PROBLEM SET:
a: Answer these from the post on the gc threshold, one line each:
(i) What threshold do Neil and Vladimir call too high?
(ii) What value does the square-root computation print?
(iii) What does the post say tuning strategies for gc can get as complex as?
b: For each statement, say yes or no on whether the post on the gc threshold supports it, and quote the words that decide it.
(i) Jeremy thinks a threshold of 100 is too low.
(ii) The post expects people to reach consensus on the threshold.
(iii) At phase boundaries, past behavior is a useful guide.
c: Carry on the post on the gc threshold from its final sentence, in the same voice.

[Python-Dev] Re: ... gcmodule.c,2.9,2.10

Tim Peters tim_one@email.msn.com
Sat, 2 Sep 2000 14:20:18 -0400


[Neil and Vladimir say a threshold of 5000 is too high!]

[Jeremy says a threshold of 100 is too low!]

[merriment ensues]

> ...
> Any suggestions about what a more reasonable value would be and why
> it is reasonable?
>
> Jeremy

There's not going to be consensus on this, as the threshold is a crude handle on a complex
problem.  That's sure better than *no* handle, but trash behavior is so app-specific that
there simply won't be a killer argument.

In cases like this, the geometric mean of the extreme positions is always the best guess
<0.8 wink>:

>>> import math
>>> math.sqrt(5000 * 100)
707.10678118654755
>>>

So 9 times out of 10 we can run it with a threshold of 707, and 1 out of 10 with 708
<wink>.

Tuning strategies for gc *can* get as complex as OS scheduling algorithms, and for the
same reasons:  you're in the business of predicting the future based on just a few neurons
keeping track of gross summaries of what happened before.  A program can go through many
phases of quite different behavior over its life (like I/O-bound vs compute-bound, or
cycle-happy vs not), and at the phase boundaries past behavior is worse than irrelevant
(it's actively misleading).

MATERIAL SUPPLIED:
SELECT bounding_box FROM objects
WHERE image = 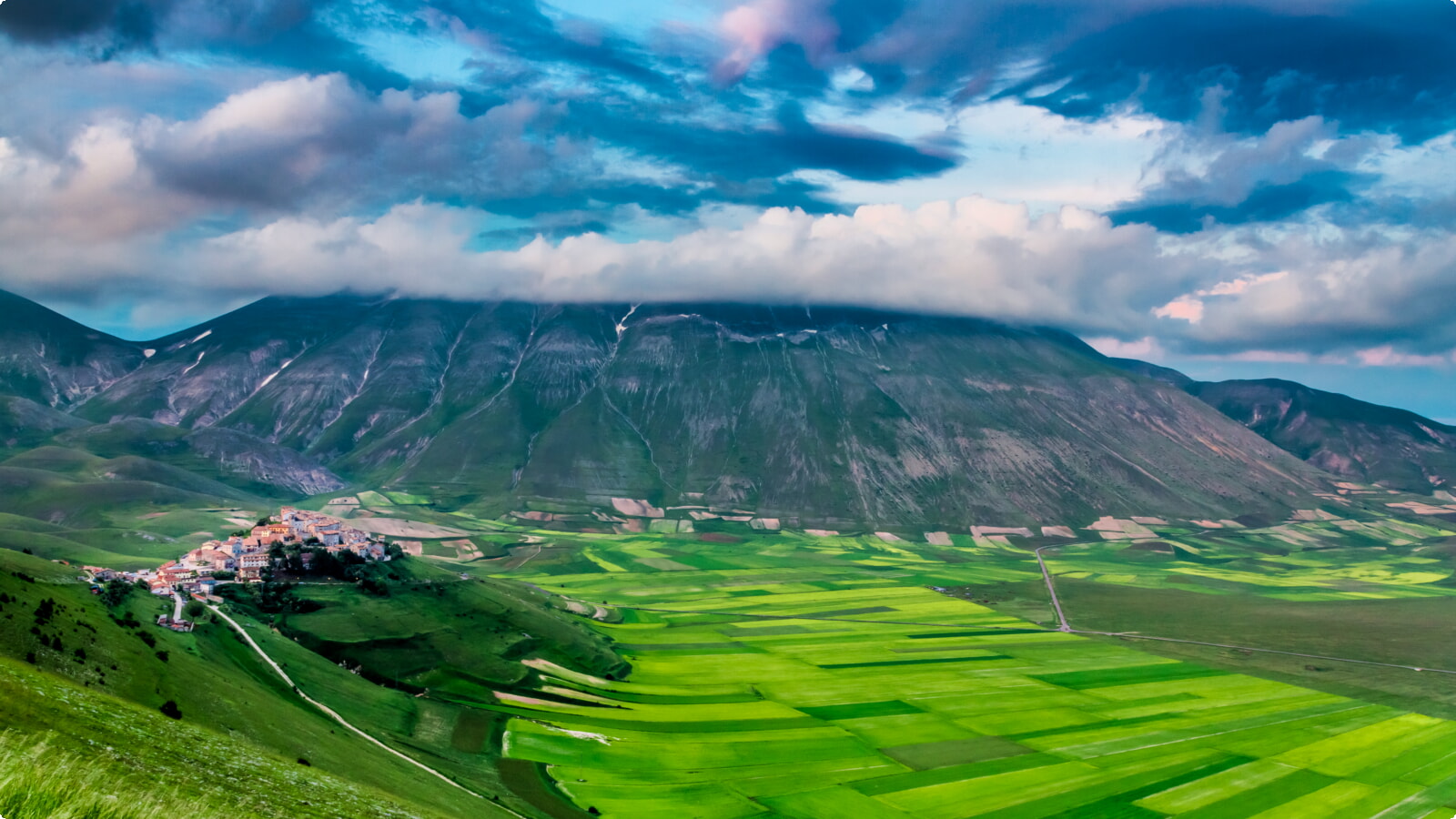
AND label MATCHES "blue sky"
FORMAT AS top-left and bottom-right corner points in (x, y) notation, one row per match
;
==
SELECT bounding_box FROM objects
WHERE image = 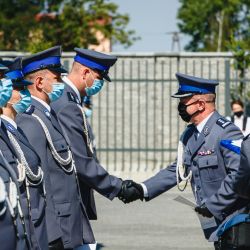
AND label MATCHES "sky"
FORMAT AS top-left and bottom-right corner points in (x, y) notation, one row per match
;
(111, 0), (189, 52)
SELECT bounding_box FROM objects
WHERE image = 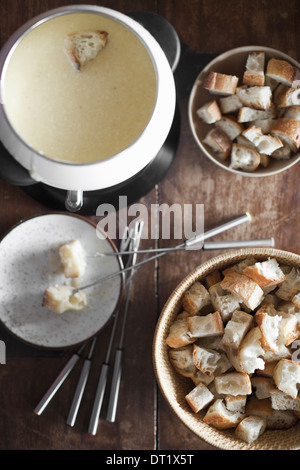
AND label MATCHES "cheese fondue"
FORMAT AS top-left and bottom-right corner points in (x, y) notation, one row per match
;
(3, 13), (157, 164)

THE REPLIES:
a:
(i) 5000
(ii) 707.10678118654755
(iii) OS scheduling algorithms

b:
(i) Yes: "Jeremy says a threshold of 100 is too low!"
(ii) No: "There's not going to be consensus on this"
(iii) No: "at the phase boundaries past behavior is worse than irrelevant"

c:
So call it 700 for now.  Or 1000.  It's a bad guess at a crude heuristic regardless, and
if we avoid extreme positions we'll probably avoid doing as much harm as we *could* do
<0.9 wink>.  Over time, a more interesting measure may be how much cyclic trash
collections actually recover, and then collect less often the less trash we're finding
(ditto more often when we're finding more).  Another is like that, except replace "trash"
with "cycles (whether trash or not)".  The gross weakness of "net container allocations"
is that it doesn't directly measure what this system was created to do.

These things *always* wind up with dynamic measures, because static ones are just too
crude across apps.  Then the dynamic measures fail at phase boundaries too, and more
gimmicks are added to compensate for that.  Etc.  Over time it will get better for most
apps most of the time.  For now, we want *both* to exercise the code in the field and not
waste too much time, so hasty compromise is good for the beta.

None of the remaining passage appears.